----- Extracted information

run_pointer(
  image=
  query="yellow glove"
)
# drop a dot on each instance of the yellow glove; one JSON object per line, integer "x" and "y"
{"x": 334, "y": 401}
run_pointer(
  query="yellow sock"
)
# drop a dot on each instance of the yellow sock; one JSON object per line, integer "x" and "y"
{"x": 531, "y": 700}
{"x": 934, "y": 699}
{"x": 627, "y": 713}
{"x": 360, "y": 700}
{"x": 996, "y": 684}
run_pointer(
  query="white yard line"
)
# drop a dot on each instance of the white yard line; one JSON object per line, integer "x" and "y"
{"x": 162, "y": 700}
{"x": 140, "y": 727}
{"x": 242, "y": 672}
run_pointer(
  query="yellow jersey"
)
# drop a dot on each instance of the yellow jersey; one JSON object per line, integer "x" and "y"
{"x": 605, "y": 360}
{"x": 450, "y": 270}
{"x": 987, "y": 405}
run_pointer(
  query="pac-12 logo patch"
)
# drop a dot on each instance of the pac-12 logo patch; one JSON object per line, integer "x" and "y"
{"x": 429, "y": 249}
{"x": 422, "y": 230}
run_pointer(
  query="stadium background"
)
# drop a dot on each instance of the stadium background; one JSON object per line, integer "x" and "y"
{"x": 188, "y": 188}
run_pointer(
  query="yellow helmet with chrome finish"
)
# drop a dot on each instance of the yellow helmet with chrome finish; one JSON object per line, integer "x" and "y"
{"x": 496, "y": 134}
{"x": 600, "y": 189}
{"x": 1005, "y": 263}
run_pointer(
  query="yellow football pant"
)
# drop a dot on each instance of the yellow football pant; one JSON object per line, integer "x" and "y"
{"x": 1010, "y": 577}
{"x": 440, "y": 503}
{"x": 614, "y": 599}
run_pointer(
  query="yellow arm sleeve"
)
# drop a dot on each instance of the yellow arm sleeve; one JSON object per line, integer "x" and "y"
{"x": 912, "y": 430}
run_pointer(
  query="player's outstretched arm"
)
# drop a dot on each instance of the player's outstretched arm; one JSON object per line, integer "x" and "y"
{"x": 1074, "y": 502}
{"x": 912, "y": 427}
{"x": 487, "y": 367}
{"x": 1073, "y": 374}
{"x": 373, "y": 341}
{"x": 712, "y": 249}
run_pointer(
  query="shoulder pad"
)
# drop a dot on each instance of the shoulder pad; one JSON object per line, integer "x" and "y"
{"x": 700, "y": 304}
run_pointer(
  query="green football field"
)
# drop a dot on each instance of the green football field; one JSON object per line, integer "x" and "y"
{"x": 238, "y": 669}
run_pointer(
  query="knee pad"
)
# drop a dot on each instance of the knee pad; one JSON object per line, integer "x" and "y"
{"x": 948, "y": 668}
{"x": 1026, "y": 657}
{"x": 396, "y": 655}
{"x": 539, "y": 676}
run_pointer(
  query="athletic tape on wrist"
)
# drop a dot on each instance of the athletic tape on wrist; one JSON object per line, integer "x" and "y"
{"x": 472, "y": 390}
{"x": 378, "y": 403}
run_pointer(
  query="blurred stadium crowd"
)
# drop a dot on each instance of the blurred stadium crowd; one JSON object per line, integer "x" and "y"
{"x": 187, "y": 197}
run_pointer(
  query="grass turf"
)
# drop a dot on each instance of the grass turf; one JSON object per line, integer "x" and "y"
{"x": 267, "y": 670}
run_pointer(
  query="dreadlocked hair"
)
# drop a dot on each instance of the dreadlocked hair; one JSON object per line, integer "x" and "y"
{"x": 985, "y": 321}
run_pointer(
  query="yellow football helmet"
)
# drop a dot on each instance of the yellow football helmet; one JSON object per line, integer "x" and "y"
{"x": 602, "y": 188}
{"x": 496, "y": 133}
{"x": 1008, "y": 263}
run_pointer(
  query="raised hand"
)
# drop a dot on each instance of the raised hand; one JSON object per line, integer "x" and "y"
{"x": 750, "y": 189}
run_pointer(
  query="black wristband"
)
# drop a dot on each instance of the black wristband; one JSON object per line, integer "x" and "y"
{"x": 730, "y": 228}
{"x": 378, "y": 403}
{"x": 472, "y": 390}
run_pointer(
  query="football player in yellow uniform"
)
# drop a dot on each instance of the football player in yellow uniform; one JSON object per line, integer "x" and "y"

----------

◆ The exercise ◆
Copy out the whole listing exactly.

◆ Output for this task ◆
run_pointer(
  image=
  query="yellow glove"
)
# drop a dot on each instance of the yellow glove; one JSON object per line, integer "x" and "y"
{"x": 334, "y": 401}
run_pointer(
  query="yellow sock"
)
# drop a dot on each instance of the yellow sock; one JSON object per line, integer "x" and "y"
{"x": 531, "y": 700}
{"x": 934, "y": 699}
{"x": 627, "y": 713}
{"x": 360, "y": 700}
{"x": 996, "y": 684}
run_pointer(
  query="white yard line"
)
# drop a dot on each instance of the white yard line; one JSON object per line, integer "x" and "y"
{"x": 162, "y": 700}
{"x": 140, "y": 727}
{"x": 242, "y": 672}
run_pointer(
  query="yellow jersey"
)
# drop a dot on each instance of the yellow jersey; one JSON object per line, integer "x" and "y"
{"x": 605, "y": 360}
{"x": 450, "y": 270}
{"x": 987, "y": 405}
run_pointer(
  query="pac-12 logo patch"
)
# drop a dot on each instance of the pac-12 logo patch; one JSON object per line, integer "x" and "y"
{"x": 429, "y": 249}
{"x": 422, "y": 230}
run_pointer(
  query="stadium background"
)
# drop a dot on each instance of the stadium background; one JSON object per line, integer "x" and "y"
{"x": 188, "y": 188}
run_pointer(
  query="yellow helmet with chrome finish"
)
# drop a dot on each instance of the yellow helmet with chrome finish; one JSON object per line, integer "x" and "y"
{"x": 496, "y": 134}
{"x": 600, "y": 189}
{"x": 1005, "y": 263}
run_pointer(
  query="yellow football pant"
)
# drop a dot on each instance of the yellow football pant; one JSON object per line, integer "x" and "y"
{"x": 1010, "y": 577}
{"x": 440, "y": 503}
{"x": 614, "y": 599}
run_pointer(
  query="yellow arm sleeve"
)
# drop a dot on each instance of the yellow arm sleeve; one JSON object per line, integer "x" and "y"
{"x": 912, "y": 430}
run_pointer(
  query="player's outstretched arm"
)
# drop a dot on each instance of the player's outstretched arm; one JSON object per line, integer "x" and "y"
{"x": 1074, "y": 502}
{"x": 912, "y": 427}
{"x": 487, "y": 367}
{"x": 1073, "y": 374}
{"x": 373, "y": 341}
{"x": 712, "y": 249}
run_pointer(
  query="shoulder pad"
)
# drop a dot on each instance of the shoulder pad; one JSON object per line, integer "x" and "y"
{"x": 700, "y": 304}
run_pointer(
  query="green football field"
)
# drop a dot on each instance of the green football field; one JSON object per line, integer "x" and "y"
{"x": 238, "y": 669}
run_pointer(
  query="knee pad"
)
# drop a dot on each instance of the knee pad; one JSON object per line, integer "x" and "y"
{"x": 948, "y": 668}
{"x": 1026, "y": 657}
{"x": 396, "y": 655}
{"x": 539, "y": 676}
run_pointer(
  query="athletic tape on wrist"
)
# drop a dot on each instance of the athletic tape on wrist; one JSON object per line, integer "x" and "y"
{"x": 472, "y": 390}
{"x": 378, "y": 403}
run_pointer(
  query="blurred stadium crowd"
)
# drop a dot on each instance of the blurred stadium crowd; one JSON object per line, integer "x" and "y"
{"x": 187, "y": 197}
run_pointer(
  query="grass turf"
)
# drop a dot on each instance of the grass turf; one JSON object per line, integer "x" and "y"
{"x": 267, "y": 670}
run_pointer(
  query="dreadlocked hair"
)
# drop a dot on each instance of the dreadlocked hair; one JSON object per line, integer "x" and "y"
{"x": 985, "y": 321}
run_pointer(
  query="yellow football helmet"
)
# drop a dot on each instance of the yellow football helmet; one JSON object per line, integer "x" and "y"
{"x": 602, "y": 188}
{"x": 496, "y": 133}
{"x": 1008, "y": 263}
run_pointer(
  query="raised hand"
)
# drop a dot on each instance of the raised hand; one JSON object per line, integer "x" and "y"
{"x": 750, "y": 189}
run_pointer(
  query="black wristband"
)
# drop a dot on each instance of the black wristband; one JSON object per line, integer "x" and "y"
{"x": 730, "y": 228}
{"x": 378, "y": 403}
{"x": 472, "y": 390}
run_pointer(
  query="football player in yellow uniform"
)
# drop a dot on each instance of the football player in yellow uniform; one JSON object per line, integer "x" and "y"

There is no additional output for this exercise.